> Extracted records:
____________

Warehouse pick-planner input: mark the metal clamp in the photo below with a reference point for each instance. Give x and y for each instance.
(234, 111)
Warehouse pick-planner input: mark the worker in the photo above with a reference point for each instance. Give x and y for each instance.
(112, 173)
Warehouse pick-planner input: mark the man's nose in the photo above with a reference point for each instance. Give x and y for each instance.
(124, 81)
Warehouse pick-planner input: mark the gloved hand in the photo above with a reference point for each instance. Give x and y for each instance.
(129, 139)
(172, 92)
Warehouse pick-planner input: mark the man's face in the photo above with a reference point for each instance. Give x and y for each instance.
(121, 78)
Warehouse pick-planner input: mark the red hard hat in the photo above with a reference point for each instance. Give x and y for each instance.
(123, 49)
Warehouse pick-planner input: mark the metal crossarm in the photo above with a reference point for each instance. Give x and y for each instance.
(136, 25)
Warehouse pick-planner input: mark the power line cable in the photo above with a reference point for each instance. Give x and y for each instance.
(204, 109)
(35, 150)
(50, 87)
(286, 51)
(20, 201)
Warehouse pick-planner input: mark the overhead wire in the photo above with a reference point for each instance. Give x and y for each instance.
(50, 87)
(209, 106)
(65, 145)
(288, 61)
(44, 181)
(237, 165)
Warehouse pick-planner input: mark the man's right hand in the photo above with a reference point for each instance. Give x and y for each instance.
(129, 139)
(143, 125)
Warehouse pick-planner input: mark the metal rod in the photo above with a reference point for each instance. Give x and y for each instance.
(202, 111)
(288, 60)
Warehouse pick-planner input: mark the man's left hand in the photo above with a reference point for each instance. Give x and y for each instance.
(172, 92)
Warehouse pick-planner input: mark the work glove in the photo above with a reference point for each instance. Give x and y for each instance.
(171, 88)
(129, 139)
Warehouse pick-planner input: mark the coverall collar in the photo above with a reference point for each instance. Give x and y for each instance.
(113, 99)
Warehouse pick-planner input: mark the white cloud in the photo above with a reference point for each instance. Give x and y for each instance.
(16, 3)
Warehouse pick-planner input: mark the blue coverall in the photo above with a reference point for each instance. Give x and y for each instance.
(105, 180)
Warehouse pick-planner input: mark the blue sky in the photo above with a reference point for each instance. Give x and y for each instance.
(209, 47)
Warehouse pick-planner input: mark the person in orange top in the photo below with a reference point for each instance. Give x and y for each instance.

____________

> TASK REQUIREMENTS: Extract all of the records above and reproduce each line verbatim, without changing a word.

> REPLY TO THE TASK:
Warehouse pick-planner input: mark the metal clamp in the photo below with a reference point for each instance. Give x and y for each instance.
(234, 111)
Warehouse pick-planner input: mark the worker in the photo above with a reference point for each instance. Give x and y for each instance.
(112, 173)
Warehouse pick-planner input: mark the man's nose in the photo above with a reference point for each instance. Give x and y for each instance.
(124, 81)
Warehouse pick-planner input: mark the gloved hand in the photo above with a reference point for each instance. Give x and y for each instance.
(129, 139)
(172, 92)
Warehouse pick-planner input: mark the man's face in the photo above with a reference point for each instance. Give x and y for each instance.
(121, 78)
Warehouse pick-planner input: mark the red hard hat in the photo above with a reference point for each instance. Give x and y for each instance.
(123, 49)
Warehouse pick-planner input: mark the metal crossarm in the photo above with a reference point for each instance. Give x and y for each instance.
(136, 25)
Warehouse pick-planner input: mark the power line cable in the photo above with a reference point for each instance. Give x and y for each instance.
(204, 109)
(35, 150)
(50, 87)
(286, 51)
(20, 201)
Warehouse pick-planner input: mark the overhead wire in the photo above with a reference point for each instance. Give x and y for each instance.
(50, 87)
(209, 106)
(65, 145)
(288, 61)
(44, 181)
(237, 165)
Warehouse pick-planner input: mark the man's right hand in the photo above with a reference point for each instance. Give x and y for each instance.
(129, 139)
(143, 125)
Warehouse pick-planner input: mark the metal rod in the photo above with a reference point for each instance. Give x and y for each instance.
(202, 111)
(288, 60)
Warehouse pick-planner input: mark the man's left hand in the photo above with a reference point for each instance. Give x and y for each instance.
(172, 92)
Warehouse pick-planner input: mark the work glove in the photo above with a reference point for each instance. Give x and y for each instance.
(171, 88)
(129, 139)
Warehouse pick-planner input: mark the coverall collar in the photo above with a reference point for each instance. Give x and y for each instance.
(113, 99)
Warehouse pick-planner input: mark the white cloud in the photo above with a reference point for each instance. Give x and y for each instance.
(16, 3)
Warehouse pick-planner input: mark the blue coverall in the photo above with a reference point for each instance. Give x and y for each instance.
(105, 180)
Warehouse pick-planner input: mark the blue sky in the photo above with a reference point for each instance. Give x and y for each instance.
(209, 47)
Warehouse pick-planner input: mark the person in orange top in the photo below with a reference point for each instance. Give x and y for each instance.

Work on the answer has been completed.